Reproduce the rows below, swapping every "rough mask" for "coarse mask" and leaving everything else unchanged.

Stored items
──────────
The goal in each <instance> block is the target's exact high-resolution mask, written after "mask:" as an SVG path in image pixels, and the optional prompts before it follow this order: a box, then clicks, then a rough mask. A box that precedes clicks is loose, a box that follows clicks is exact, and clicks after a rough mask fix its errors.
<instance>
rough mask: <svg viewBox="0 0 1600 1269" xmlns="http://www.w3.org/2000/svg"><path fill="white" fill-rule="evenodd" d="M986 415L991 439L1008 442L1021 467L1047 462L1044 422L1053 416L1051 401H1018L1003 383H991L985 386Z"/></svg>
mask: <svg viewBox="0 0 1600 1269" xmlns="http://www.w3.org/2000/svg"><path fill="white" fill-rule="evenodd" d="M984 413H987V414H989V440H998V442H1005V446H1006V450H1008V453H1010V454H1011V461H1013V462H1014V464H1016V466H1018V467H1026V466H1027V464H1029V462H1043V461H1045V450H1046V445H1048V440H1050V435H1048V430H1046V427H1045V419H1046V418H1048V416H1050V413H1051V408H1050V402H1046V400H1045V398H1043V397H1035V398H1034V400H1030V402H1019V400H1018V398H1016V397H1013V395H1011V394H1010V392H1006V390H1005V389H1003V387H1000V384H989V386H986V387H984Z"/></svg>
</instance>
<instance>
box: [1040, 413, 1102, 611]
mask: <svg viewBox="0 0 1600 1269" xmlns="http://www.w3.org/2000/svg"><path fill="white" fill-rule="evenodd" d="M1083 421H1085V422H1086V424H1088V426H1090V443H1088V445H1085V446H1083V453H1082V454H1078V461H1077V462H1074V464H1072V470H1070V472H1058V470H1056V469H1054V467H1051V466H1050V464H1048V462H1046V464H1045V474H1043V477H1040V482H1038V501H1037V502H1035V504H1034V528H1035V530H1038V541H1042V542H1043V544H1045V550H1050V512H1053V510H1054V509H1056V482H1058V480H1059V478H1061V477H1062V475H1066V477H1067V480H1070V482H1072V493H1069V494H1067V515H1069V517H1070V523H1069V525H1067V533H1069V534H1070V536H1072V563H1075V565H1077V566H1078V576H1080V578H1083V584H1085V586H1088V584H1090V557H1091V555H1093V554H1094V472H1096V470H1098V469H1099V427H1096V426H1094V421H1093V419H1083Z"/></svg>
──────────
**ANSWER TO THIS TASK:**
The goal in each <instance> block is the target's exact high-resolution mask, written after "mask:" as an SVG path in image pixels, and the optional prompts before it follow this order: a box, then clicks, then a coarse mask. A box that precedes clicks is loose, a box that follows clicks is exact, and clicks after a coarse mask fix its errors.
<instance>
coarse mask: <svg viewBox="0 0 1600 1269" xmlns="http://www.w3.org/2000/svg"><path fill="white" fill-rule="evenodd" d="M986 415L991 439L1008 442L1021 467L1047 462L1044 422L1053 416L1051 401H1018L1003 383H991L985 386Z"/></svg>
mask: <svg viewBox="0 0 1600 1269" xmlns="http://www.w3.org/2000/svg"><path fill="white" fill-rule="evenodd" d="M984 413H987V414H989V440H998V442H1005V446H1006V450H1008V453H1010V454H1011V461H1013V462H1014V464H1016V466H1018V467H1026V466H1027V464H1029V462H1043V461H1045V450H1046V445H1048V440H1050V435H1048V430H1046V427H1045V419H1046V418H1048V416H1050V413H1051V408H1050V402H1046V400H1045V398H1043V397H1035V398H1034V400H1030V402H1019V400H1018V398H1016V397H1013V395H1011V394H1010V392H1006V390H1005V389H1003V387H1000V384H989V386H986V387H984Z"/></svg>
</instance>
<instance>
box: [1040, 413, 1102, 611]
mask: <svg viewBox="0 0 1600 1269" xmlns="http://www.w3.org/2000/svg"><path fill="white" fill-rule="evenodd" d="M1083 421H1085V422H1086V424H1088V426H1090V443H1088V445H1085V446H1083V453H1082V454H1078V461H1077V462H1074V464H1072V470H1070V472H1058V470H1056V469H1054V467H1051V466H1050V464H1048V462H1046V464H1045V474H1043V477H1040V482H1038V501H1037V502H1035V504H1034V528H1035V530H1038V541H1042V542H1043V544H1045V550H1050V512H1053V510H1054V509H1056V482H1058V480H1059V478H1061V477H1062V475H1066V477H1067V480H1070V482H1072V493H1069V494H1067V515H1069V517H1070V523H1069V525H1067V533H1069V534H1070V536H1072V563H1075V565H1077V566H1078V576H1080V578H1083V584H1085V586H1088V584H1090V557H1091V555H1093V554H1094V472H1096V470H1098V469H1099V427H1096V426H1094V421H1093V419H1083Z"/></svg>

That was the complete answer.